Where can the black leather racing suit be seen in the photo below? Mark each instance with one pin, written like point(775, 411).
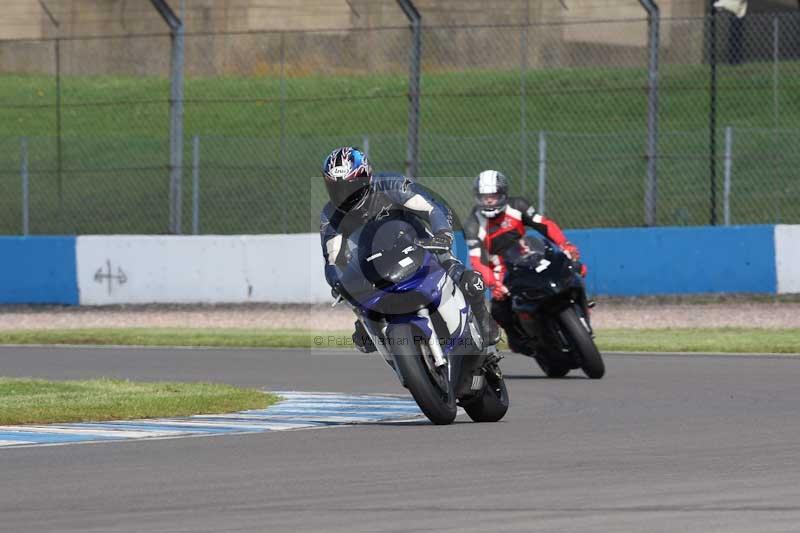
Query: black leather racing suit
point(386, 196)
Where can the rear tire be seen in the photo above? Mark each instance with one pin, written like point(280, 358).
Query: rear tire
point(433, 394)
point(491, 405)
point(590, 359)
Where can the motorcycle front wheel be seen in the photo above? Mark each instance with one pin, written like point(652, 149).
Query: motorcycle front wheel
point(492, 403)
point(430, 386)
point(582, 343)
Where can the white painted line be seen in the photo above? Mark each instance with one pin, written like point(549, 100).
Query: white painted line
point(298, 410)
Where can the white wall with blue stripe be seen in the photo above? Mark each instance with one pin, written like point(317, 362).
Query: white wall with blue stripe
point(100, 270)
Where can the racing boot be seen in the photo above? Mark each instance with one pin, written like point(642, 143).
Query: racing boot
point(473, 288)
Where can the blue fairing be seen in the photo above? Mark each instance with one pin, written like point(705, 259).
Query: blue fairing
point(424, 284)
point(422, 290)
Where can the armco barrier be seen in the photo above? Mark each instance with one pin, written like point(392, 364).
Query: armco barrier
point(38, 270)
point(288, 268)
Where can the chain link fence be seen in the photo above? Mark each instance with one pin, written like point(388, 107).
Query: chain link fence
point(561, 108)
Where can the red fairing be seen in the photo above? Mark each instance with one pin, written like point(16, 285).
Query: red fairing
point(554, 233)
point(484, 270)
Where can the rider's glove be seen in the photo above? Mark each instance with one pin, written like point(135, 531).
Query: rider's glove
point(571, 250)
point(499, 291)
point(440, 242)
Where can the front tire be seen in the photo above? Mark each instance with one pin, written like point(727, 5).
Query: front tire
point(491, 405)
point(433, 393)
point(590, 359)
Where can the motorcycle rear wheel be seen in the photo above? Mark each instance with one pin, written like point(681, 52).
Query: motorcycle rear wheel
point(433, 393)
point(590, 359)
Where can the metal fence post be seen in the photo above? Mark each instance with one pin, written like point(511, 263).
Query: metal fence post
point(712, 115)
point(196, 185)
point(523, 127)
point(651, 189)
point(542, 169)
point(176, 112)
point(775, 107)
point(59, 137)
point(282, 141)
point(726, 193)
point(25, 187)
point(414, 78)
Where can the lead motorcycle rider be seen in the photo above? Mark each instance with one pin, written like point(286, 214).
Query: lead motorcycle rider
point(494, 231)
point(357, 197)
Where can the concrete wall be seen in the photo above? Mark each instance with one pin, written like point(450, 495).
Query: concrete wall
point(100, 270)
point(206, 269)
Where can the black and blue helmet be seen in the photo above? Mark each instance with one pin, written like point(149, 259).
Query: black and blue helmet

==================================================

* _WHAT IS BEING ASKED_: Lay out the stretch of the listing from the line containing "Where can the white painted" through the line containing "point(298, 410)" as a two-column CSV with the headers instruction and output. Put each text in its own row beside its answer, with every field quoted and line breaks turned into spaces.

* _OUTPUT OF THE EXERCISE_:
instruction,output
"Where can the white painted line be seen in the photo above? Mark each instance with one pin, written like point(549, 100). Query: white painted line","point(298, 410)"